GOAL 1: In the message about the uretprobe PID filter, how long does the writer say the missing filter call has existed?
GOAL 2: Continue the message about the uretprobe PID filter, starting after its final sentence.

Re: [PATCH v2] tracing/uprobe: Add missing PID filter for uretprobe

Tianyi Liu <i.pear@xxxxxxxxxxx> · Sat, 24 Aug 2024 13:49:26 +0800

Hi Masami and Andrii:

I would like to share more information and ideas, but I'm possibly wrong.

> > U(ret)probes are designed to be filterable using the PID, which is the
> > second parameter in the perf_event_open syscall. Currently, uprobe works
> > well with the filtering, but uretprobe is not affected by it. This often
> > leads to users being disturbed by events from uninterested processes while
> > using uretprobe.
> >
> > We found that the filter function was not invoked when uretprobe was
> > initially implemented, and this has been existing for ten years. We have
> > tested the patch under our workload, binding eBPF programs to uretprobe
> > tracepoints, and confirmed that it resolved our problem.
> 
> Is this eBPF related problem? It seems only perf record is also affected.
> Let me try.

I guess it should be a general issue and is not specific to BPF, because
the BPF handler is only a event "consumer".

> 
> And trace one of them;
> 
> $ sudo ~/bin/perf trace record -e probe_malloc:malloc__return  -p 93928
> 

A key trigger here is that the two tracer instances (either `bpftrace` or
`perf record`) must be running *simultaneously*. One of them should use
PID1 as filter, while the other uses PID2.

LISTED RECORDS:
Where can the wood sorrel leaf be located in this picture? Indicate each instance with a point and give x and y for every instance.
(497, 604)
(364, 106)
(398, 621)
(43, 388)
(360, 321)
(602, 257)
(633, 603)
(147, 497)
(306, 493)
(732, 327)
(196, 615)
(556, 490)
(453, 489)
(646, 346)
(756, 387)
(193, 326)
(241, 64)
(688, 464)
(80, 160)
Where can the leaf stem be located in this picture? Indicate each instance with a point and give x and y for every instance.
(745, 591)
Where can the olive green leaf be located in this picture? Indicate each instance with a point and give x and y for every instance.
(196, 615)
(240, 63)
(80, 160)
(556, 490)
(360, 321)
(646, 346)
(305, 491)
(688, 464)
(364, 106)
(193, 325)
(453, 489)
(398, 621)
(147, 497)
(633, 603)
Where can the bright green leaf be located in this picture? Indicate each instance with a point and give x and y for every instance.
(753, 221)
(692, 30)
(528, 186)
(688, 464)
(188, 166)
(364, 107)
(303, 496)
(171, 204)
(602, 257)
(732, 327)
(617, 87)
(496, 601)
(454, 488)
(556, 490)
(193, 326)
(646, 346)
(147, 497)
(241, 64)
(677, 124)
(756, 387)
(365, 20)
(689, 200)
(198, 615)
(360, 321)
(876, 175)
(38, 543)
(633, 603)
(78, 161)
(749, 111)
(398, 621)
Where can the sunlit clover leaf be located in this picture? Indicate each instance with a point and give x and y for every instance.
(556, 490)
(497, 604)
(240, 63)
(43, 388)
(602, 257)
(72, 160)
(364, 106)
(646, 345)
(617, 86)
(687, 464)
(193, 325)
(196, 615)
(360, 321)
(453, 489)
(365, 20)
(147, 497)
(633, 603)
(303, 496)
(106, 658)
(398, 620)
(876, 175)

REPLY 1: Ten years.

REPLY 2:
I think the reason why only tracing PID1 fails to trigger the bug is that,
uprobe uses some form of copy-on-write mechanism to create independent
.text pages for the traced process. For example, if only PID1 is being
traced, then only the libc.so used by PID1 is patched. Other processes
will continue to use the unpatched original libc.so, so the event isn't
triggered. In my reproduction example, the two bpftrace instances must be
running at the same moment.

> This is a bit confusing, because even if the kernel-side uretprobe
> handler doesn't do the filtering by itself, uprobe subsystem shouldn't
> install breakpoints on processes which don't have uretprobe requested
> for (unless I'm missing something, of course).

There're two tracers, one attached to PID1, and the other attached
to PID2, as described above.

> It still needs to be fixed like you do in your patch, though. Even
> more, we probably need a similar UPROBE_HANDLER_REMOVE handling in
> handle_uretprobe_chain() to clean up breakpoint for processes which
> don't have uretprobe attached anymore (but I think that's a separate
> follow up).

Agreed, the implementation of uretprobe should be almost the same as
uprobe, but it seems uretprobe was ignored in previous modifications.

> $ sudo ~/bin/perf trace record -e probe_malloc:malloc__return  -p 93928
> ^C[ perf record: Woken up 1 times to write data ]
> [ perf record: Captured and wrote 0.031 MB perf.data (9 samples) ]
> 
> And dump the data;
> 
> $ sudo ~/bin/perf script
>       malloc-run   93928 [004] 351736.730649:       raw_syscalls:sys_exit: NR 230 = 0
>       malloc-run   93928 [004] 351736.730694: probe_malloc:malloc__return: (561cfdeb30c0 <- 561cfdeb3204)
>       malloc-run   93928 [004] 351736.730696:      raw_syscalls:sys_enter: NR 230 (0, 0, 7ffc7a5c5380, 7ffc7a5c5380, 561d2940f6b0,
>       malloc-run   93928 [004] 351738.730857:       raw_syscalls:sys_exit: NR 230 = 0
>       malloc-run   93928 [004] 351738.730869: probe_malloc:malloc__return: (561cfdeb30c0 <- 561cfdeb3204)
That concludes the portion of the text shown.